_Stored data:_
= Beginning of Section =
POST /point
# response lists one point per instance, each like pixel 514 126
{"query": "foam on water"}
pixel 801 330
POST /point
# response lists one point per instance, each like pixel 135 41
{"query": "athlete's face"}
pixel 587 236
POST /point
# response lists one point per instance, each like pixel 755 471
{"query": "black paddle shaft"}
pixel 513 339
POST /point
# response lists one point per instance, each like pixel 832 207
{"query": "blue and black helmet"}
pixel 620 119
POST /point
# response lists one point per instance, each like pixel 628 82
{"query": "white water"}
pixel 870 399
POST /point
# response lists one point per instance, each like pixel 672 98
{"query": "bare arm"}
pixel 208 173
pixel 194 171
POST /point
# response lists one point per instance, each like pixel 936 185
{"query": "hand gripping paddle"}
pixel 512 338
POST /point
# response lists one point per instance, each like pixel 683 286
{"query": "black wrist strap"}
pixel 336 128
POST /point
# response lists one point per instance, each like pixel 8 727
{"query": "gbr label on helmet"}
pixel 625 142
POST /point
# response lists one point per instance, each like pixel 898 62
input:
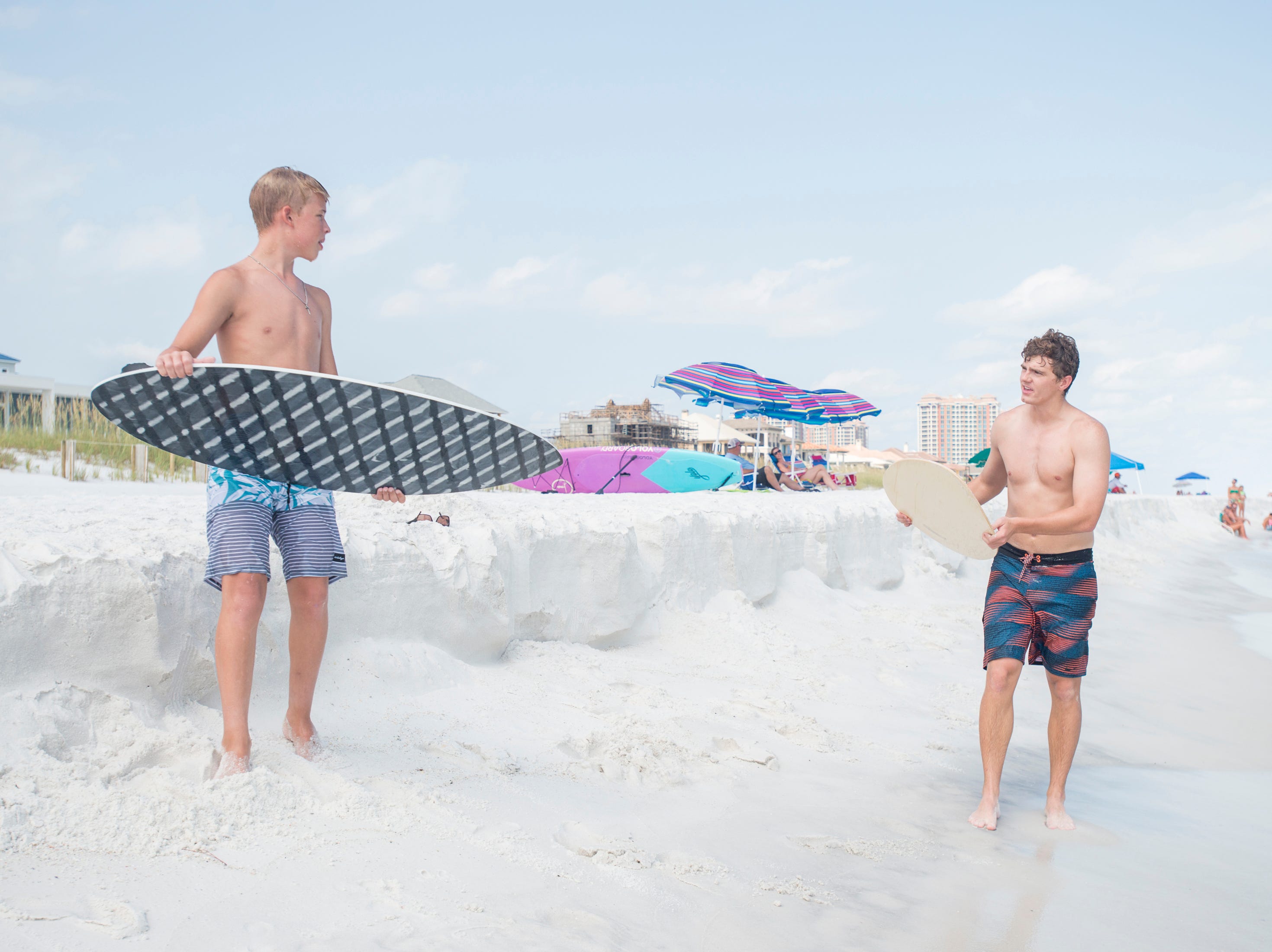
= End of Section =
_Directions:_ Give the listing again word for word, but drop every picture.

_Answer space:_
POST /point
# response lists one point per instance, each like pixel 514 126
{"query": "foam on water"}
pixel 801 330
POST /point
# response lists one point per instance, each like pixel 135 41
{"query": "athlete's face"}
pixel 587 236
POST /point
# response lists one point per instance, each like pixel 755 471
{"query": "black paddle shaft"}
pixel 513 339
POST /point
# response lists one point per instance, each like pixel 832 207
{"query": "blue and black helmet"}
pixel 620 119
POST /point
# response lists one point per instance, each like pixel 628 82
{"query": "white water"}
pixel 870 399
POST /point
# response lists one point per instance, each like pixel 672 98
{"query": "bare arm"}
pixel 208 173
pixel 194 171
POST /point
# response lists one point per instance, each like pixel 936 185
{"query": "hand gripping paddle"}
pixel 512 338
POST /point
# response lists one point per instance, each like pixel 683 286
{"query": "black wrist strap"}
pixel 336 128
POST /point
# response lists one point per instance, each like pixel 8 727
{"query": "gbr label on helmet"}
pixel 625 142
POST /point
# response lists one point per instance, each like pixel 898 62
input:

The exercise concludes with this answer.